[Passage shown — start]
Originate and Relay Alerts
Philippines Atmospheric Geophysical and Astrological Service Administration (PAGASA) and the Sahana Alerting and Messaging Broker (SAMBRO) systems’ interoperability was tested during the controlled-exercise in Manila, Philippines (11-14th July 2016).
The process was simple – valid Common Alerting Protocol (CAP) messages originating from the PAGASA “public alerting” software tool were received into the SAMBRO Alert Hub, which intern were relayed through the SAMBRO offered, SMS, Email, Web, and RSS, dissemination channels. All of this was possible because both system talk the same language, namely “CAP”.
PAGASA has developed their own software and is issuing CAP warnings for Tropical Storms and, soon to do Floods. Unfortunately, the only Organization consuming and making use of those valuable CAP messages is the Google Crisis Response Public Alerts.
Simulating National Alerting
The Office of the Civil Defense (OCD) Emergency Operation Center (EOC)is mandated with relaying all alerts to the Regional, Provincial, and Local Government Units (LGUs) as well as disseminating to the public through Television, Radio, Social Media. However, they are not making use of the power of the CAP feeds. The originating and relaying process is very much manual with manual transformations happening at each step of the relay chain connecting central authorities with grassroots communities. The process was put to test using the CAP-enabled PAGASA and the SAMBRO software tools. CAP is the heart for the two systems to interchange the life critical warning data.
Along with OCD and PAGASA there are several other Alerting and Response Authorities that form the National Disaster Risk Reduction and Management Council (NDRRMC). They dilutes the autonomy to the Regional, Provisional and City (LGU) Councils. At present NDRRMC relies on SMS blasts, Facsimile, and Social Media to get the word to the grassroots communities through the City DRRMCs (i.e. a community-based warning approach). The tsunami siren towers, in Subic-bay are activated manually by the City DRRMC. It is merely a relay where PAGASA originated alerts are relayed through the multi-hop tree network down the Administrative chains.
[Passage shown — finish]
[Data under study — start]
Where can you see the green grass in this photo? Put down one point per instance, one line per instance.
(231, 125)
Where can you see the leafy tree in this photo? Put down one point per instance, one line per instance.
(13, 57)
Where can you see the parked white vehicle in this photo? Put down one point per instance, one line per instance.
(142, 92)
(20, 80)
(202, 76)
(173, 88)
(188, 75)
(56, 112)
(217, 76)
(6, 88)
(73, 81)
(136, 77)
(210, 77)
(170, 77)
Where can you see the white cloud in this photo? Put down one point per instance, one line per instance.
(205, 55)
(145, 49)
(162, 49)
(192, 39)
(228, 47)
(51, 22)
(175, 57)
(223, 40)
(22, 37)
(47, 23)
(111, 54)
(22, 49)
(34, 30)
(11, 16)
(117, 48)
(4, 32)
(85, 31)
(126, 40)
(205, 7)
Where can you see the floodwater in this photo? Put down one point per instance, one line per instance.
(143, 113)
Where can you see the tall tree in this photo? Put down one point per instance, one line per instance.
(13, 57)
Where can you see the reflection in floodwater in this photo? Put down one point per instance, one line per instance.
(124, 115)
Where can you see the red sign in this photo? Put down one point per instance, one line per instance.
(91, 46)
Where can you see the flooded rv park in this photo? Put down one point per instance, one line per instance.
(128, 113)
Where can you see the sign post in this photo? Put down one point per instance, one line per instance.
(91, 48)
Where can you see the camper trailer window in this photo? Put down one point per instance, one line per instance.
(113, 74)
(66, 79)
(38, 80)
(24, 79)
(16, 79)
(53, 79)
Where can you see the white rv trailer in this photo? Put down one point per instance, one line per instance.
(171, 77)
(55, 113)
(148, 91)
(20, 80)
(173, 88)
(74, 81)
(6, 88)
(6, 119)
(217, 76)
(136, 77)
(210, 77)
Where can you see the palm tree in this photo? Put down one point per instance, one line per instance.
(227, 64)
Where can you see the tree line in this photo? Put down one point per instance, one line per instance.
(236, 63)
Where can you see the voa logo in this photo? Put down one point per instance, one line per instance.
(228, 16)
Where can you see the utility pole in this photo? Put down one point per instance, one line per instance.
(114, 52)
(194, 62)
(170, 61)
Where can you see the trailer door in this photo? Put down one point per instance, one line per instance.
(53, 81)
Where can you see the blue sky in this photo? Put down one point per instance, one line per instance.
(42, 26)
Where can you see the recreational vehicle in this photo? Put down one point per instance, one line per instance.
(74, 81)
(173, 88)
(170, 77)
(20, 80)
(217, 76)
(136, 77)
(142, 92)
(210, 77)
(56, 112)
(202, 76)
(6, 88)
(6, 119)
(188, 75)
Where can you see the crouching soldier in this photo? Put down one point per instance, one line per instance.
[Data under study — finish]
• _Exercise tasks_
1 – According to the PAGASA and SAMBRO text, why could CAP messages from the PAGASA "public alerting" tool be received into the SAMBRO Alert Hub and relayed onward? Answer in one to three sentences.
2 – Answer these questions from the PAGASA and SAMBRO text:
(a) Where and on what dates was the controlled exercise held?
(b) What is the only organization named as consuming PAGASA's CAP messages?
(c) Who activates the tsunami siren towers in Subic-bay, and how?
The records are separate material, apart from the PAGASA and SAMBRO text.

• _Results_
1 – Both systems use the same language, the Common Alerting Protocol (CAP). PAGASA's valid CAP messages could therefore go into the SAMBRO Alert Hub and be relayed through SAMBRO's SMS, Email, Web and RSS channels.

2 –
(a) In Manila, Philippines, from July 11 to 14, 2016.
(b) Google Crisis Response Public Alerts.
(c) The City DRRMC activates them manually.